About five years ago, I came across an incredibly creative and talented photographer on Model Mayhem. His work is raw and captured beautifully. Over time we spoke more and more. I'm a huge fan of his work and after this article I hope you will be too.
ImmortalMag : Let’s start from the beginning, what started you off in the business ?
David Fallu : When I moved to Quebec City in 2010, I've founded a studio (YXY STUDIO) with 2 other photographers and this is what started me off in the business. This is when I started to collaborate with new people, which helped me develop my artistic network and gave me the chance to know and collaborate with new talents.
IM : Where does your inspiration come from ?
DF : From everything I see and find aesthetically interesting. I'm often inspired by old baroque paintings of still life and portraits. I'm also inspired by the work of other photographers like Nan Goldin, Erwin Olaf, David Lachapelle, Joel-Peter Witkins. I also get inspired on a daily basis by the work of photographers who mainly do male nude like Renaud Duc, Freddy Krave, Florian Hetz, Ron Amato, Manuel Moncayo and many more.
IM : When did you first pick up a camera and realize this was something you wanted to do ?
DF : When I was studying photography and I finally began to develop my own personal style. I think this is when I realized that this is what I really wanted to do. Starting to do self-portraits was a real revelation for me too.
IM : What do you look for when approaching a new model to work with, or when a model asks to work with you ?
DF : I don't really look for something special when I approach new models or when someone asks me to work with them except if I have a really precise concept to realize. I really just enjoy collaborating with new creative open minded people. I want to be sure that the models are comfortable with what we will create and that they have fun.
IM : What is it about being a photographer that excites or inspires you the most ?
DF : I'm more an introvert in my personal life so photography is a way for me to express myself without having to say any words. Doing self-portraits is something really important in my practice of photography and it helps me to disconnect from my everyday life. It helps me to become someone else for a few clicks and to express an idea, an emotion or a concept. Being able to transform reality and/or myself is something that always excites me when I'm doing a shooting.
IM : What do you find to be the most challenging part of a shoot ?

* DATASET ROWS *
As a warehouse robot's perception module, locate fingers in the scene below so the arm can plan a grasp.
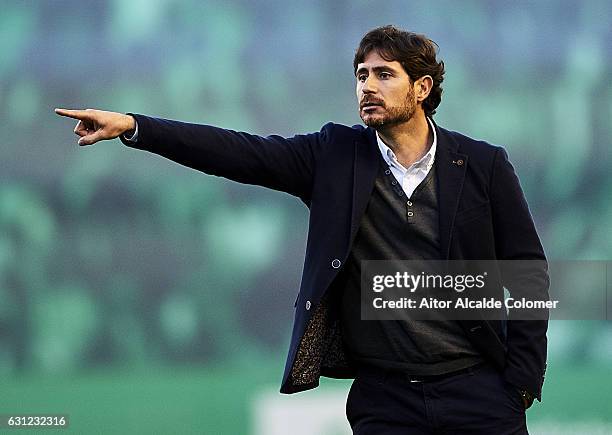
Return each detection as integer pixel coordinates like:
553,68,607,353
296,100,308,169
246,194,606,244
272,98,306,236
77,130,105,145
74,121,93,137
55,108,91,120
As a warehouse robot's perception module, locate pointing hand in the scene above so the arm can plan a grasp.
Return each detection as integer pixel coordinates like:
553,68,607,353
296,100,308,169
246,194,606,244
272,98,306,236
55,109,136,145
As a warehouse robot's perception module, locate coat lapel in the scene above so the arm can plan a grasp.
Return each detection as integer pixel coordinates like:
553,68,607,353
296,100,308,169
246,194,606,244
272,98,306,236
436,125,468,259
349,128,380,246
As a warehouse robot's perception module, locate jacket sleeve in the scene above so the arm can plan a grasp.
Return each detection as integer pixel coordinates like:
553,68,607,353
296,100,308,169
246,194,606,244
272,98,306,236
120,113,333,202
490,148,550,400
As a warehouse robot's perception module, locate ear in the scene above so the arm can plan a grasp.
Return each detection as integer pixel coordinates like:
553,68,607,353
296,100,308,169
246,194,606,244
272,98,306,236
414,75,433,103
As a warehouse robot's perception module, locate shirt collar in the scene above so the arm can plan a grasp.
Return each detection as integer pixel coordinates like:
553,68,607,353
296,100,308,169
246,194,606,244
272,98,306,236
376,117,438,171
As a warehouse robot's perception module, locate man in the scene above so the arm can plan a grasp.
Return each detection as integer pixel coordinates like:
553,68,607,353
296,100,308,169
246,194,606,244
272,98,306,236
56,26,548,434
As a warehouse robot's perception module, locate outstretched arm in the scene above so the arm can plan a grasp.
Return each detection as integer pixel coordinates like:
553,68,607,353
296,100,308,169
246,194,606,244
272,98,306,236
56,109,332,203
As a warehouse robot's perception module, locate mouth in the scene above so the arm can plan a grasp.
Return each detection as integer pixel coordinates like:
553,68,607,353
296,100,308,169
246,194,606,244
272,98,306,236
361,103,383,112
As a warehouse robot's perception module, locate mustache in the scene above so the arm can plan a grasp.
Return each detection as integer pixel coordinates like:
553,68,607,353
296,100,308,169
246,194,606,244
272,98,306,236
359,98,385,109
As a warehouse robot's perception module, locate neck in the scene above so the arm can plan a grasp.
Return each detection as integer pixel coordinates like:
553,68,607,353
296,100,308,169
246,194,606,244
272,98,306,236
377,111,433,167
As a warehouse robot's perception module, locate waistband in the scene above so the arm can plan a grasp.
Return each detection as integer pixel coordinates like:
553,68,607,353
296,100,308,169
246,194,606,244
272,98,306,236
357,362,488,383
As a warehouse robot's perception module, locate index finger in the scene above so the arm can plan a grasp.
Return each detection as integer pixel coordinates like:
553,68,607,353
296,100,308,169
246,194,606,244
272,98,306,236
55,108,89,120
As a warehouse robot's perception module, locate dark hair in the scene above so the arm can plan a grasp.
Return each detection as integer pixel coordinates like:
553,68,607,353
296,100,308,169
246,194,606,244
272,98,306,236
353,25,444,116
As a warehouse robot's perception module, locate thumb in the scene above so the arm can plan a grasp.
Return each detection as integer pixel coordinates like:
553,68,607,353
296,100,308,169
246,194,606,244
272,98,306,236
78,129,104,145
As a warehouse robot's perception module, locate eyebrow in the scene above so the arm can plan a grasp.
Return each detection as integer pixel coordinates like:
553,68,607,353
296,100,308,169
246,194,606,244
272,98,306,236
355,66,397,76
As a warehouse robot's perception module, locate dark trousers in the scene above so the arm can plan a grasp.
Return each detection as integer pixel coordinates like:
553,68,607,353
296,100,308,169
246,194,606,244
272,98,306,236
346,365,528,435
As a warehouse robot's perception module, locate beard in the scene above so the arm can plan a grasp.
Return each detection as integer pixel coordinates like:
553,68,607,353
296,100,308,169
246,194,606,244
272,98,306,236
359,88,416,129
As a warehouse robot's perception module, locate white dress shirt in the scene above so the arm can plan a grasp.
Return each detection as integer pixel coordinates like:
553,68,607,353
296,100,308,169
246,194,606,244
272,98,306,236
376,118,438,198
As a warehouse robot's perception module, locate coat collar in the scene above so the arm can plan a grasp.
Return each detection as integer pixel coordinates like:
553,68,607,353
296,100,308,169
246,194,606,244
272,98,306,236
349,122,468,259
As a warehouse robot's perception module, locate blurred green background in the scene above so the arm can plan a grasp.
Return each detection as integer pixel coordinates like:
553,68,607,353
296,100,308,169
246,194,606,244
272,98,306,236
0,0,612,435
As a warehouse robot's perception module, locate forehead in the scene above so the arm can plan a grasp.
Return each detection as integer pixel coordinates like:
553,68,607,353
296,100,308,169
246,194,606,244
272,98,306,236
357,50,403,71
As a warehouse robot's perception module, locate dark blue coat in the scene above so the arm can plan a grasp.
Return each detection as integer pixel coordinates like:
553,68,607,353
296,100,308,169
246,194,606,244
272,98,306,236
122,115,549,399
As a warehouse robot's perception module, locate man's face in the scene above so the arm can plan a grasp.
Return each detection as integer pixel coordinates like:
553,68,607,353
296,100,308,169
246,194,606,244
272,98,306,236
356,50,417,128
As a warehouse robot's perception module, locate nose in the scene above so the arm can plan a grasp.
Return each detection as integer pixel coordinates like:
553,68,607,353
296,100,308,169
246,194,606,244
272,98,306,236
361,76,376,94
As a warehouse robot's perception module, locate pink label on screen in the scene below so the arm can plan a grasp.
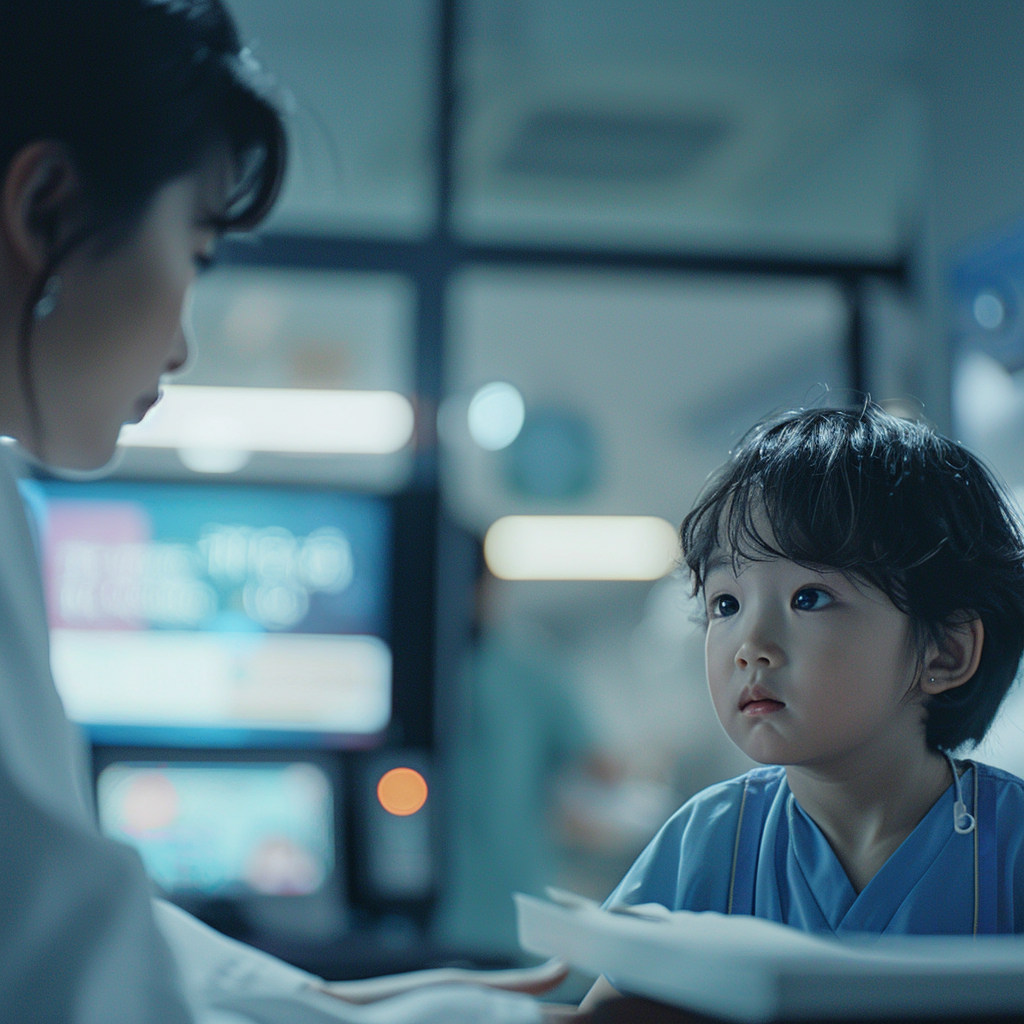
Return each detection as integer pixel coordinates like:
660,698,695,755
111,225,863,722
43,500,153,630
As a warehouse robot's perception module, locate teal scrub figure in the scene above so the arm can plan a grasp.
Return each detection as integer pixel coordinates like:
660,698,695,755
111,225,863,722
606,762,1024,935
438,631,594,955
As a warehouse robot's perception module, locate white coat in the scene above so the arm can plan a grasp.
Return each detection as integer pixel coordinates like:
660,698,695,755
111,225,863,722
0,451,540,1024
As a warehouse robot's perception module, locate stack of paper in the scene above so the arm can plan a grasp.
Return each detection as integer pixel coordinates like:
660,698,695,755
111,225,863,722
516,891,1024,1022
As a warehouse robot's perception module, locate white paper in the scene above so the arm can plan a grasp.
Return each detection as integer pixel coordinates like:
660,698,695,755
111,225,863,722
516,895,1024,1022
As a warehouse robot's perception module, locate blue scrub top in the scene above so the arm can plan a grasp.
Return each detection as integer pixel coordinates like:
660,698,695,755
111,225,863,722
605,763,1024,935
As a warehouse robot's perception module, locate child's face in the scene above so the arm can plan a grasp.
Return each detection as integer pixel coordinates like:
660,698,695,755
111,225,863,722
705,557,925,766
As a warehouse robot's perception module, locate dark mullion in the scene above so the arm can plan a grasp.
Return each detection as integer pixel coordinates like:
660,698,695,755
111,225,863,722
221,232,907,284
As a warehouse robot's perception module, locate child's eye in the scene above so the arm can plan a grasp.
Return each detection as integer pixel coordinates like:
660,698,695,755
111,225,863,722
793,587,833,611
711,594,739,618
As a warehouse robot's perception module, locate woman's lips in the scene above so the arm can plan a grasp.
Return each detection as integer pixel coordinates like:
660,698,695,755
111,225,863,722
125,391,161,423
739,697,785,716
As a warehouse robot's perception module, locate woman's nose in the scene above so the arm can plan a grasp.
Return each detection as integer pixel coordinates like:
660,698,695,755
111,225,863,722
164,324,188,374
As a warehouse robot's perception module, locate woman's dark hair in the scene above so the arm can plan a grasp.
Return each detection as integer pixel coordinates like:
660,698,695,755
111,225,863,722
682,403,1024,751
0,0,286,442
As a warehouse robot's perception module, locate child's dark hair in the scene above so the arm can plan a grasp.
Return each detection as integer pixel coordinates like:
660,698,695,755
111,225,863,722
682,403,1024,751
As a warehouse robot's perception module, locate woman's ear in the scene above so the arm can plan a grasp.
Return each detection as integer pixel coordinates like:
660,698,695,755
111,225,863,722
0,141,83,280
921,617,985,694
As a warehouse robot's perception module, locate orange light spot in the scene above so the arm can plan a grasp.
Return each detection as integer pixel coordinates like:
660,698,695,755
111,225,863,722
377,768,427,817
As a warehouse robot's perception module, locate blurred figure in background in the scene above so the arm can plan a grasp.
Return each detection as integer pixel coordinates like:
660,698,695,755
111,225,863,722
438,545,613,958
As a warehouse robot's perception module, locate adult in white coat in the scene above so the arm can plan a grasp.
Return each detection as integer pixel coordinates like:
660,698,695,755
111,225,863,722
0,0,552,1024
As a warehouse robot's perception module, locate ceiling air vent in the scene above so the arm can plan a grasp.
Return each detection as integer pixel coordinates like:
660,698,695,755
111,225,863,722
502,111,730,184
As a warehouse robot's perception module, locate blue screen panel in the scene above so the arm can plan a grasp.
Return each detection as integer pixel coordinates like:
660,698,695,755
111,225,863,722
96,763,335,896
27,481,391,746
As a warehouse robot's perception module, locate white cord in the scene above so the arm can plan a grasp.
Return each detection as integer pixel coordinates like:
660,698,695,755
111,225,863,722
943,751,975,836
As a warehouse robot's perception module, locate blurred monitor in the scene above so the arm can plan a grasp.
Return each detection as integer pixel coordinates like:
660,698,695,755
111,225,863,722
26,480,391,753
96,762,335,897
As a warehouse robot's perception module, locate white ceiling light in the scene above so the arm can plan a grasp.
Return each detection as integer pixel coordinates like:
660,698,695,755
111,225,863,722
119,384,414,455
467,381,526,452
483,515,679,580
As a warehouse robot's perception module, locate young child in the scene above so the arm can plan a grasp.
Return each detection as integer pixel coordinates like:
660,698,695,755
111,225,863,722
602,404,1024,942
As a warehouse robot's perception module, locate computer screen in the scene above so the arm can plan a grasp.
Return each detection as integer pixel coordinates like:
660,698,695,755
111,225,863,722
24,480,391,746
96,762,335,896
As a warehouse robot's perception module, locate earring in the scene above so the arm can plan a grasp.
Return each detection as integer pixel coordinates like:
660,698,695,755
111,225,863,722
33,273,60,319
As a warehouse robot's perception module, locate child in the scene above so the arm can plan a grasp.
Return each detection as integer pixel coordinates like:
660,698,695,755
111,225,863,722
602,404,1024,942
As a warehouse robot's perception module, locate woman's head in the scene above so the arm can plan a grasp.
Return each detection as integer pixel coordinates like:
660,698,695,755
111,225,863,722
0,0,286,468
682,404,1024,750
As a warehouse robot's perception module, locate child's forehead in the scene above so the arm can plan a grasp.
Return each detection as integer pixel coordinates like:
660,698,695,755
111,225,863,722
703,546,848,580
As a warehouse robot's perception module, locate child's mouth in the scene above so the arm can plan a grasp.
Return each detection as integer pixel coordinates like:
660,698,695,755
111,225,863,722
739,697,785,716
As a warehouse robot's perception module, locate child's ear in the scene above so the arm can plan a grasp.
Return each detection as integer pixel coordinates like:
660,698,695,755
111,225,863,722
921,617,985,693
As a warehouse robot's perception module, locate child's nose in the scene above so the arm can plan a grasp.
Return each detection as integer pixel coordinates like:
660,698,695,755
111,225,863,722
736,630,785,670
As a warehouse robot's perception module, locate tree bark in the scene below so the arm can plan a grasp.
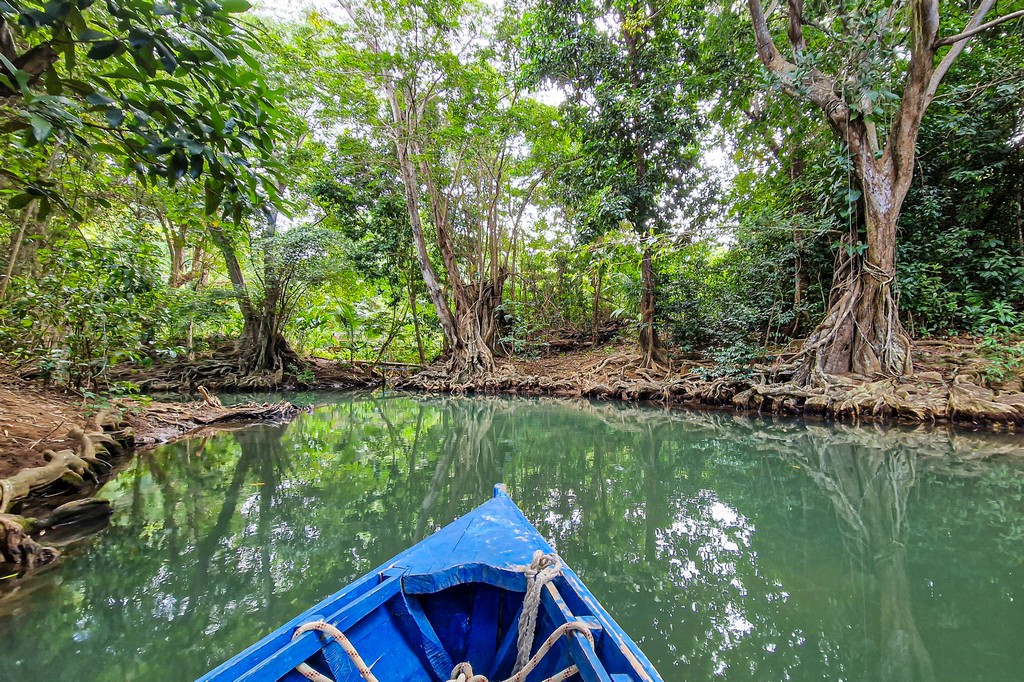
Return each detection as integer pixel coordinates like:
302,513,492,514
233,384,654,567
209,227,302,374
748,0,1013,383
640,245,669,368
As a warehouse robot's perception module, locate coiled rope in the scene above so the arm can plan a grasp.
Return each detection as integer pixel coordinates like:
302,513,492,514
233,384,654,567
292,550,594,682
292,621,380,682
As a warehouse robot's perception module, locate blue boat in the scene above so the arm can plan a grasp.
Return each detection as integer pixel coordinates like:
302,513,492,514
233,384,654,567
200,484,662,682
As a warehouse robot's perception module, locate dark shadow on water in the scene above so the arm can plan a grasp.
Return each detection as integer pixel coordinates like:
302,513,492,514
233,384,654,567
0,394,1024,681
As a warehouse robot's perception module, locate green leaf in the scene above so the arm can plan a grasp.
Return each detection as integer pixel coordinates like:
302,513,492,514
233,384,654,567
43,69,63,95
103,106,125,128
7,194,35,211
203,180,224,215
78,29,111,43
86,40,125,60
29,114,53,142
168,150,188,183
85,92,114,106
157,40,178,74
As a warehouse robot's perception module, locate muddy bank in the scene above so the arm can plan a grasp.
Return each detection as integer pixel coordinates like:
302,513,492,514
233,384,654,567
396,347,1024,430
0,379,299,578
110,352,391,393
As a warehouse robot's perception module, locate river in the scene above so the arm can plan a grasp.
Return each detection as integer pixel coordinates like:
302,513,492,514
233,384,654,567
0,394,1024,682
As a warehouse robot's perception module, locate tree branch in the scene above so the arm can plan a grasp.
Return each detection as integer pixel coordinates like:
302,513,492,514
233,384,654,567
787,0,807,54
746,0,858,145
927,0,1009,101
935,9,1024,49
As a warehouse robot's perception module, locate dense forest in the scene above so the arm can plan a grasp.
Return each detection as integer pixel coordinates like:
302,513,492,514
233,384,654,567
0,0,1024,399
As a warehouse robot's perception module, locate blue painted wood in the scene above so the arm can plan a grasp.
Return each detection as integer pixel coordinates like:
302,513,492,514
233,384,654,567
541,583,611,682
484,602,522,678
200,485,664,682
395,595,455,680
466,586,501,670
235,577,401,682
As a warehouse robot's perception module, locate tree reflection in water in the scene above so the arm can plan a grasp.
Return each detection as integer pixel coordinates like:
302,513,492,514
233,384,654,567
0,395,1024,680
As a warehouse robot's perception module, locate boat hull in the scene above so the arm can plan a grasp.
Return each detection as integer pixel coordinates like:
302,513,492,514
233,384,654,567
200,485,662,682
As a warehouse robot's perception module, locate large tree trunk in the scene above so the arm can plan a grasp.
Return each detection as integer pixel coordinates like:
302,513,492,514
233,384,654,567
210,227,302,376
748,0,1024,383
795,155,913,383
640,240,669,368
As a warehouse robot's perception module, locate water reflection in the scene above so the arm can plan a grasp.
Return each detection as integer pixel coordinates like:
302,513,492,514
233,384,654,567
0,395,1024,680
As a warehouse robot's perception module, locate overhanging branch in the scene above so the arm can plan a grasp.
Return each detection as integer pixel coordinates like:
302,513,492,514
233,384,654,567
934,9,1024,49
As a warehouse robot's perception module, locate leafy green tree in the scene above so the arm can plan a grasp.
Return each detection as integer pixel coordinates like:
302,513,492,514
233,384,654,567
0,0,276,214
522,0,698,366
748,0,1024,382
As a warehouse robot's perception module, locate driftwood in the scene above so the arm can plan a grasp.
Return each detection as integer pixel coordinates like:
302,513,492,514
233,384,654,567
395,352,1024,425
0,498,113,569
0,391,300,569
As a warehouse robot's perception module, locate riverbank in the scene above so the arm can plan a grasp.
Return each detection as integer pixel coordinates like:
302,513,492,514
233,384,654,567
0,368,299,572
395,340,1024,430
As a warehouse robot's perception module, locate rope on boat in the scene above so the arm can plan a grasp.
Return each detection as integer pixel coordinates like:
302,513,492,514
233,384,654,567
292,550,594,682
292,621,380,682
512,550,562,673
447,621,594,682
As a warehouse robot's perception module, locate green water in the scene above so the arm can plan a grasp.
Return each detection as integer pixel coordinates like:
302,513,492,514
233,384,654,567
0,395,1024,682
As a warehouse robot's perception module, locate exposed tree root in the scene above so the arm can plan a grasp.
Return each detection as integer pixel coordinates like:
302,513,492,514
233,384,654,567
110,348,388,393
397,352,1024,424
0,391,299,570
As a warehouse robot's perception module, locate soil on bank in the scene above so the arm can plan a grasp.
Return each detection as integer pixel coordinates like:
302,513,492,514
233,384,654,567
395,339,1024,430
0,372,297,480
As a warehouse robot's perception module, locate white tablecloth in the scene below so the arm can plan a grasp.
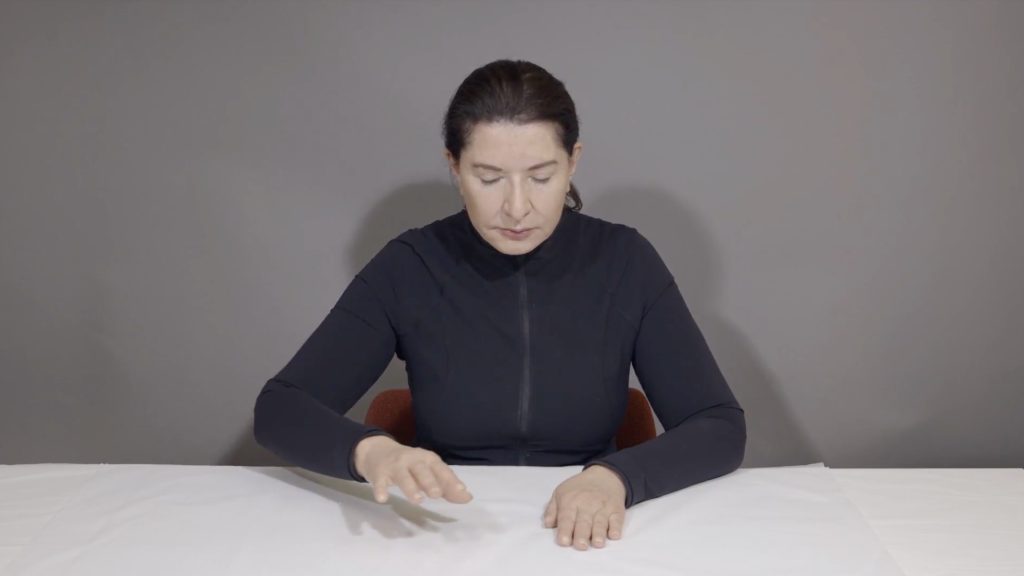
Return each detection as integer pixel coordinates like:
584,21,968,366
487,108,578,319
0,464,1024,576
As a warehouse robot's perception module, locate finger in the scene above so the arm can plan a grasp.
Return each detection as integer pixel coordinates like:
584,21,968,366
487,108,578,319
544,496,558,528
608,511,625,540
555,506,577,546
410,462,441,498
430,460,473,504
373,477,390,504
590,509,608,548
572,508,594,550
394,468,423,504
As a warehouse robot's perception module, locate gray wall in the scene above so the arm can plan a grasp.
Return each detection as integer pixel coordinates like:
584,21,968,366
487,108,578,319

* DIRECTIVE *
Resume the photographer interview after its last question, keeping its voice and format.

* RESPONSE *
DF : I think that preproduction is the most challenging part of a shooting. The more time you spend on preproduction, the less problem you will have during or after the shooting. It helps you to have a clearer point of view of what you want to do, so it's a really important step. It's essential especially when you need to organize a lot of elements (eg : in still life photography) or a group of people. I almost always do a test shoot the day before a big shooting to be sure that all my equipment is functional and that I'm able to create the light/atmosphere that I need. So if something isn't going well I have a little bit of time to find a solution before the shoot.
IM : What do you want people to take away from viewing your work ?
DF : Most of the time I prefer to evoke an emotion or an idea instead of simply showing it. So I like when people are questioning my work and interpret it their way. I like when they don't clearly find answers so they keep looking at my work. I do think that the photographs you like the most are the ones that you cannot solve.
IM : Have you ever had any negative experiences during your photographic career ?
DF : Not really for the moment and I hope it will still that way:)
IM : What is the best experience you have had during your photographic career ? Or what was your favourite shoot that you have done ?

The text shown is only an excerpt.